Danıştay Kararı 10. Daire 2020/3102 E. 2020/4034 K. 21.10.2020 T.

Danıştay 10. Daire Başkanlığı         2020/3102 E.  ,  2020/4034 K.
T.C.
D A N I Ş T A Y
ONUNCU DAİRE
Esas No : 2020/3102
Karar No : 2020/4034

DAVACI : … Mühendisleri Odası

VEKİLİ : Av. …

DAVALI : … Genel Müdürlüğü

VEKİLİ : Hukuk Müşaviri …

DAVANIN KONUSU :
24/04/2008 tarih ve 1658 sayılı Genelgenin (2008/8 sayılı) yürürlükten kaldırılmasına ilişkin idarenin Genelgelerinin Tasnif Komisyonu kararının iptali istenilmektedir.

DAVACININ İDDİALARI :
24/04/2008 tarih ve 1658 sayılı Genelgenin (2008/8 sayılı) yürürlükten kaldırılmasına ilişkin idarenin Genelgelerinin Tasnif Komisyonu kararının geçici süre veya sürekli faaliyetten men edilmiş harita ve kadastro mühendisleri tarafından yapılan harita ve planların tescili sonucunu doğuracağından hukuka ve mevzuata uygun olmadığı ileri sürülmektedir.

▶ Verilen görevler
1. Danıştay kararında "DAVACI : … Mühendisleri" ifadesinden "olmadığı ileri sürülmektedir." ifadesine kadar olan bölümü hiç değiştirmeden yazın.
2. Danıştay kararını kaldığı yerden devam ettirin.
Bu metinden sonra gelen listenin yapılacak işle hiçbir ilgisi yoktur.

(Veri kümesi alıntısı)
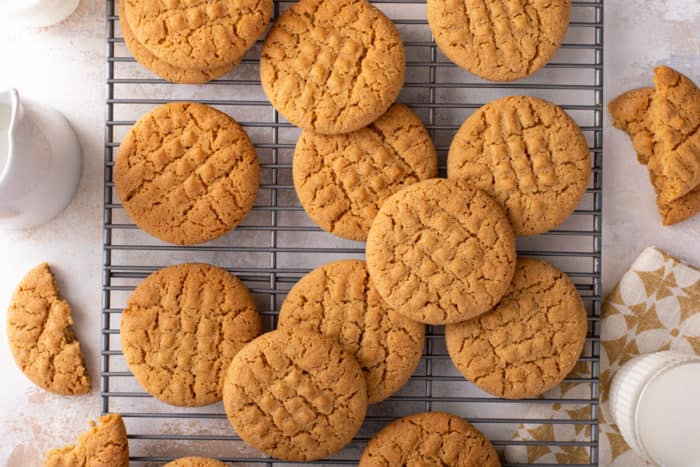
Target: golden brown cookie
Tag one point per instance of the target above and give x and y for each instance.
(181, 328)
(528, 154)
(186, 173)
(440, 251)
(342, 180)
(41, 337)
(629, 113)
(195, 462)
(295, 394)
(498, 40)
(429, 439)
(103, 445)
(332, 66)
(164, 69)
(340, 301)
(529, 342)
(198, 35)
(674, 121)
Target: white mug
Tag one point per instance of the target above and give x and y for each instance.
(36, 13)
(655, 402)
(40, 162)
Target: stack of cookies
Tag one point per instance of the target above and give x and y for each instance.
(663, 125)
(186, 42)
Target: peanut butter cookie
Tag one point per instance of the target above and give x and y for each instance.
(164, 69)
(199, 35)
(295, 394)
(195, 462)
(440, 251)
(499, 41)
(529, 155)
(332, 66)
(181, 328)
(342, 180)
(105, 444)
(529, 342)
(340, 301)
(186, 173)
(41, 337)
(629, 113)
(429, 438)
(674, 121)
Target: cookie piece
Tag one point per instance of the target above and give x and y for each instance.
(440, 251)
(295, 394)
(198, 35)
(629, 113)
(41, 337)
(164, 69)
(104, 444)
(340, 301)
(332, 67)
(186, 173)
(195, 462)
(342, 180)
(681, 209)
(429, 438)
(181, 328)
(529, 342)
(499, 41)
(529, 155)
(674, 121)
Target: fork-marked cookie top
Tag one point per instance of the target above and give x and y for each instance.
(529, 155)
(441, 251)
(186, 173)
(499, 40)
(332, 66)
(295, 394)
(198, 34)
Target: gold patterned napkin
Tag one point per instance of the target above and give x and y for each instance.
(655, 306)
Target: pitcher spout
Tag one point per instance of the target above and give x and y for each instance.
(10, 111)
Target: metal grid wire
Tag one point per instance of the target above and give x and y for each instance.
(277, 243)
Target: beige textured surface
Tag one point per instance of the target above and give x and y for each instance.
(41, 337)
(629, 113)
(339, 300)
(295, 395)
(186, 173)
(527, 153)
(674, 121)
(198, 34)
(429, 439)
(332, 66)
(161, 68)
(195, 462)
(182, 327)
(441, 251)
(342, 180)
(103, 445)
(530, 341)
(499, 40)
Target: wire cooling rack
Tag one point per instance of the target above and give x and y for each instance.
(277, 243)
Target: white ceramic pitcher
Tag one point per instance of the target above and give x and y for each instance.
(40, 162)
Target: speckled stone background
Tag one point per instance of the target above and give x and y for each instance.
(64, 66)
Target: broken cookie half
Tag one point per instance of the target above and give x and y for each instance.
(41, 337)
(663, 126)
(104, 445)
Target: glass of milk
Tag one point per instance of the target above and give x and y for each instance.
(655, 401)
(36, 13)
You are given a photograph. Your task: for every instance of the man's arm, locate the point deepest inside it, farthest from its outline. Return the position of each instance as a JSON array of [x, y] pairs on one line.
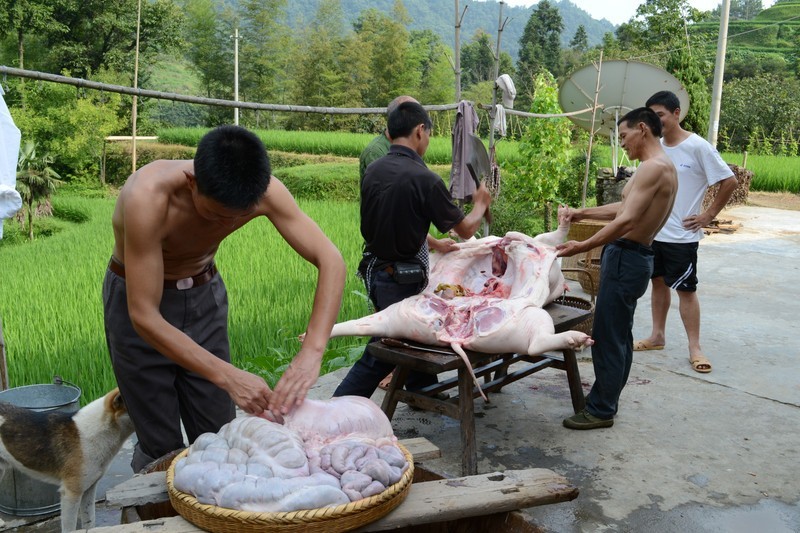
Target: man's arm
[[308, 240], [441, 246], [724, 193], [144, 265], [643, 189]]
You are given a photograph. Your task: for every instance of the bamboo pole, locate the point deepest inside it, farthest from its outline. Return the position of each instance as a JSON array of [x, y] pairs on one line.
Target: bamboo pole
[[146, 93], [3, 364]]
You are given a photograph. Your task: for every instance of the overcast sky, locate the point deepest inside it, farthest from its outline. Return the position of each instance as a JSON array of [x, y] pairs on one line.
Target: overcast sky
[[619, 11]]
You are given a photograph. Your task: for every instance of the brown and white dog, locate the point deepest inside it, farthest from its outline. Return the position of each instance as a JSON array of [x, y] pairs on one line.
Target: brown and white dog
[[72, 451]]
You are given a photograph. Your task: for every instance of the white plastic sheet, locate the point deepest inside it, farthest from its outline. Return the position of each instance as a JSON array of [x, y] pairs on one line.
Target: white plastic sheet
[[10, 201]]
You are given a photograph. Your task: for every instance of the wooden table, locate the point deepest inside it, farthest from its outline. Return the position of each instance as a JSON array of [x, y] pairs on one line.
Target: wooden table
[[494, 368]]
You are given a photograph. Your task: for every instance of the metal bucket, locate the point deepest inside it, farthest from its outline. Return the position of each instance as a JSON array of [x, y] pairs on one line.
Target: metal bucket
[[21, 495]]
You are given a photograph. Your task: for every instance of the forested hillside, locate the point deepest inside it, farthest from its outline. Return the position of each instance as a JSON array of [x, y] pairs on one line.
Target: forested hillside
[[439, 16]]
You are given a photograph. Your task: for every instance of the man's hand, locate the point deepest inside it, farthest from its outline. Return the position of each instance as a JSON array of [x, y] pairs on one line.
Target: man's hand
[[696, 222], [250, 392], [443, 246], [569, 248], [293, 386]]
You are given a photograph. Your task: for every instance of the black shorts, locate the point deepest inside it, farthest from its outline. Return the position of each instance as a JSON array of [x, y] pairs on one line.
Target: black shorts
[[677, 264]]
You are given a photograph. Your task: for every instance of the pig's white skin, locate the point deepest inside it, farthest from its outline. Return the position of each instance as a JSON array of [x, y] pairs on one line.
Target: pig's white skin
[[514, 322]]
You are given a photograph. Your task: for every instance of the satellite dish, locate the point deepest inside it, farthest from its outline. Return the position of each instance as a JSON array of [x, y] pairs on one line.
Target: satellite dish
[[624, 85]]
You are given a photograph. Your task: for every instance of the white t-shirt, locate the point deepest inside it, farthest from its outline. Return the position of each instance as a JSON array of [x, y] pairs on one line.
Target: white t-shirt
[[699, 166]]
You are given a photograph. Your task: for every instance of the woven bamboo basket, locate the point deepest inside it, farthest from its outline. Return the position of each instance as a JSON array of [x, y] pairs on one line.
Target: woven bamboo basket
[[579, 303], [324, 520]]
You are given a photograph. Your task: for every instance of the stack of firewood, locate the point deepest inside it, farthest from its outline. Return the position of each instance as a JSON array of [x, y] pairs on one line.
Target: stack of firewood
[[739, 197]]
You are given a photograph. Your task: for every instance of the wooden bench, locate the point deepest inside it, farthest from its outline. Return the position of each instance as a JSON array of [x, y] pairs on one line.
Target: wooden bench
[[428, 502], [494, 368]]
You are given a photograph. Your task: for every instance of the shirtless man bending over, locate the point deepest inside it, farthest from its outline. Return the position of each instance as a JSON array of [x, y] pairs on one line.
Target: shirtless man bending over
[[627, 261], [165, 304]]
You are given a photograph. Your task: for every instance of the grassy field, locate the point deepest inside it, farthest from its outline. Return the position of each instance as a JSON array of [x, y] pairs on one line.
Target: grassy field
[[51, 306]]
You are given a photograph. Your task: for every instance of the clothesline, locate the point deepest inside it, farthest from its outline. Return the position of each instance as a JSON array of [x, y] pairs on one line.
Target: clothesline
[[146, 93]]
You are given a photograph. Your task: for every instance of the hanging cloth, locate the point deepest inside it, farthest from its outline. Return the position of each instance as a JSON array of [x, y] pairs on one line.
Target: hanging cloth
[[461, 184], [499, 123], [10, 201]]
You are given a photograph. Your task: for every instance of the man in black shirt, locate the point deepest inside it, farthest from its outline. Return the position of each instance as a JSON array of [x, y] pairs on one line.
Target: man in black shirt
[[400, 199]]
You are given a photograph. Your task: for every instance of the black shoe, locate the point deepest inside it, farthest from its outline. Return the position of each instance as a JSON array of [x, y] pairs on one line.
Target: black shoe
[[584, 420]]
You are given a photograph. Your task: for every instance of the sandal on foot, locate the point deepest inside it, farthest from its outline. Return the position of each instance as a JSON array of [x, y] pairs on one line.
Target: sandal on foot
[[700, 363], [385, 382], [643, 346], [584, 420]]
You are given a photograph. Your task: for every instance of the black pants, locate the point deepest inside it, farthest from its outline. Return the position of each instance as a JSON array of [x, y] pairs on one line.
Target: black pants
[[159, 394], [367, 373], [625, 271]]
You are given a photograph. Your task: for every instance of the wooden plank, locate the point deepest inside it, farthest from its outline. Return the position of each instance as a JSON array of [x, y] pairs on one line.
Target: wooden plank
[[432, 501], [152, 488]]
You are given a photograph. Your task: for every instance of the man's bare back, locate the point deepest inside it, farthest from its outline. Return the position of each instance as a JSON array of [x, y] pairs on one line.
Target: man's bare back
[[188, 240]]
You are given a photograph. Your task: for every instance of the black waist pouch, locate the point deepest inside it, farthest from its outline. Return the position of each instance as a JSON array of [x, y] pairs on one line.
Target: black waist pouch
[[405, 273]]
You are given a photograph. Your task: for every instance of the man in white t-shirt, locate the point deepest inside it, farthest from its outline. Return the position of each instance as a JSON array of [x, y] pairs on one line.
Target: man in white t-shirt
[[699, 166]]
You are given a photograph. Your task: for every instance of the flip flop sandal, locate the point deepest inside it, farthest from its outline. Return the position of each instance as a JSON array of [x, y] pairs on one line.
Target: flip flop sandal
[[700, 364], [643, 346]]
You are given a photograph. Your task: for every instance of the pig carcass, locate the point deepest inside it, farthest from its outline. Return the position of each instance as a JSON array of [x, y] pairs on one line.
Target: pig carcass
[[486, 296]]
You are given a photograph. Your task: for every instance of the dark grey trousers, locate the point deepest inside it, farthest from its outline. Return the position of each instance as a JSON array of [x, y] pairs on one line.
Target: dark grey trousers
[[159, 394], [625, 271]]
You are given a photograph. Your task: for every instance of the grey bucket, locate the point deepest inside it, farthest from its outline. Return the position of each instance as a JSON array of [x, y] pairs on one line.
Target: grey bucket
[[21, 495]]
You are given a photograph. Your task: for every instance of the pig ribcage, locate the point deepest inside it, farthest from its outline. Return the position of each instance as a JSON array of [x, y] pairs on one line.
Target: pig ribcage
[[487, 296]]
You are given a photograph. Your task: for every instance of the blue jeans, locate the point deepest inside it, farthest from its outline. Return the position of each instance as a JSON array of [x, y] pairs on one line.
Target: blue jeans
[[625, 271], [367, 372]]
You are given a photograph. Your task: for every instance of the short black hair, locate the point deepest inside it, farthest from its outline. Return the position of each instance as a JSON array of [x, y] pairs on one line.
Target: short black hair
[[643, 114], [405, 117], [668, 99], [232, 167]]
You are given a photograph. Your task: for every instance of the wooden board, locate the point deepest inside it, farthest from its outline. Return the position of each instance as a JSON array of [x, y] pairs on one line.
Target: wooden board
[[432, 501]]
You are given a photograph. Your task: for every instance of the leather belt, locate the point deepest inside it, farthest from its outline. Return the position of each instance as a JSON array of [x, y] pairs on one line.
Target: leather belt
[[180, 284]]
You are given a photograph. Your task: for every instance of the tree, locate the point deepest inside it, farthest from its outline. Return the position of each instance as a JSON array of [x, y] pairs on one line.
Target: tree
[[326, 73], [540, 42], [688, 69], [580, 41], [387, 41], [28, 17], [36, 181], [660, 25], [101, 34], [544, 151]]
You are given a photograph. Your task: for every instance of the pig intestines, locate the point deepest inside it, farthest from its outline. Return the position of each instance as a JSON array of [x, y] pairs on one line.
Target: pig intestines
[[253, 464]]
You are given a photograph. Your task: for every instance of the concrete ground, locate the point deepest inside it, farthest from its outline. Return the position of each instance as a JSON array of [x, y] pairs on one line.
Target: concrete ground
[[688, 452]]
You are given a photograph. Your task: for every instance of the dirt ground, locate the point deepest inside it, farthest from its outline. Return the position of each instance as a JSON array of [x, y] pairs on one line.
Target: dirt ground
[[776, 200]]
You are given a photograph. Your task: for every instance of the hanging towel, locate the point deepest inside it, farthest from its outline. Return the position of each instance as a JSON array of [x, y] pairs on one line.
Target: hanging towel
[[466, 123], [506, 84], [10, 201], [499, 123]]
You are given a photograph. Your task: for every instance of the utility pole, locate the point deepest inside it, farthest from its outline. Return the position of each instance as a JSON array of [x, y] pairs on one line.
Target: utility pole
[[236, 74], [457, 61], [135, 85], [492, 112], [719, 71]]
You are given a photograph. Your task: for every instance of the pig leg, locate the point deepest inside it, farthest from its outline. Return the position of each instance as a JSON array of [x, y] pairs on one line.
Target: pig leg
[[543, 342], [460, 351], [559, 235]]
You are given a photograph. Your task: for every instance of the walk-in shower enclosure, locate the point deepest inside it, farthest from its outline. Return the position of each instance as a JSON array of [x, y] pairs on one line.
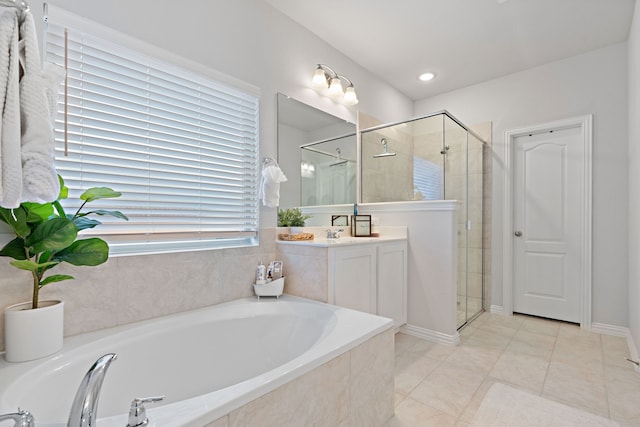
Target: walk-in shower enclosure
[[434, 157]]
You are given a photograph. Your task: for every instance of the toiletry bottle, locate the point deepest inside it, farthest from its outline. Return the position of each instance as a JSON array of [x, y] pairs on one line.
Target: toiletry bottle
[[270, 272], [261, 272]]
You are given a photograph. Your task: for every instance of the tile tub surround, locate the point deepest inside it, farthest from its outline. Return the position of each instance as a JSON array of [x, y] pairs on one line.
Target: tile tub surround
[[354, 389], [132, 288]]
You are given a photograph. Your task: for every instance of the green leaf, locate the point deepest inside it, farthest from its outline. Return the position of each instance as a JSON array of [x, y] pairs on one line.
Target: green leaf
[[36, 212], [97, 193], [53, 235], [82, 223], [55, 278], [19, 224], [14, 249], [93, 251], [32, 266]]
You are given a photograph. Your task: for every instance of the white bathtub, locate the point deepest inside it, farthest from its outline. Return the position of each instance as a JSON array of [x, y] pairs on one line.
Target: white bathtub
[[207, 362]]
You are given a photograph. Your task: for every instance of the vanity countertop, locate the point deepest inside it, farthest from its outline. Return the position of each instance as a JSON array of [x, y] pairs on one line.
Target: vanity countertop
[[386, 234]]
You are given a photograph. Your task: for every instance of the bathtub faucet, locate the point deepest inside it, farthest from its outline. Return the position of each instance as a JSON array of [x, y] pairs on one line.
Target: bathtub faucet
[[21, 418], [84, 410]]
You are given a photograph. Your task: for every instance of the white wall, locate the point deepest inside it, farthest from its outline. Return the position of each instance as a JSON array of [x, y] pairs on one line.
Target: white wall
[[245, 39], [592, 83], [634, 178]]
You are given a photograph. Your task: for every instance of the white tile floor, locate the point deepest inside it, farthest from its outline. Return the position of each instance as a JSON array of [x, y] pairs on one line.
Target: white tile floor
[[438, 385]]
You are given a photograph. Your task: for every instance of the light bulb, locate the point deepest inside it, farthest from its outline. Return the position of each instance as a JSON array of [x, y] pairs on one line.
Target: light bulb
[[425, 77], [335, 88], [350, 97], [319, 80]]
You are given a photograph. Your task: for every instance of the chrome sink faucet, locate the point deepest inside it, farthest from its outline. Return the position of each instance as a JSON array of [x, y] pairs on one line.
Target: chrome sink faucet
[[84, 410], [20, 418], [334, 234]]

▶ Görevlere göre yanıtlar
1.
DAVACI : … Mühendisleri Odası

VEKİLİ : Av. …

DAVALI : … Genel Müdürlüğü

VEKİLİ : Hukuk Müşaviri …

DAVANIN KONUSU :
24/04/2008 tarih ve 1658 sayılı Genelgenin (2008/8 sayılı) yürürlükten kaldırılmasına ilişkin idarenin Genelgelerinin Tasnif Komisyonu kararının iptali istenilmektedir.

DAVACININ İDDİALARI :
24/04/2008 tarih ve 1658 sayılı Genelgenin (2008/8 sayılı) yürürlükten kaldırılmasına ilişkin idarenin Genelgelerinin Tasnif Komisyonu kararının geçici süre veya sürekli faaliyetten men edilmiş harita ve kadastro mühendisleri tarafından yapılan harita ve planların tescili sonucunu doğuracağından hukuka ve mevzuata uygun olmadığı ileri sürülmektedir.

2.
DAVALININ SAVUNMASI :
Taraflarının serbest meslek mensubu olan mühendislerin denetimi ile ilgili hiçbir yetki, görev ve sorumluluğunun olmadığı, dava konusu düzenlemenin davacı odanın denetim yetkisini engellemediği, odadan, her iş için ayrı ayrı mühendisin mesleğini serbest olarak icra etmeye yetkili olduğuna dair belge istenmesinin üretilen proje ve haritaların maliyetini artırdığı, dava konusu düzenlemenin usul ve hukuka uygun olduğu ileri sürülerek davanın reddi gerektiği savunulmaktadır.

DANIŞTAY TETKİK HAKİMİ : …

DÜŞÜNCESİ : Danıştay İdari Dava Daireleri Kurulunun bozma kararı doğrultusunda davalı idareye vekalet ücreti verilmesi gerektiği düşünülmektedir.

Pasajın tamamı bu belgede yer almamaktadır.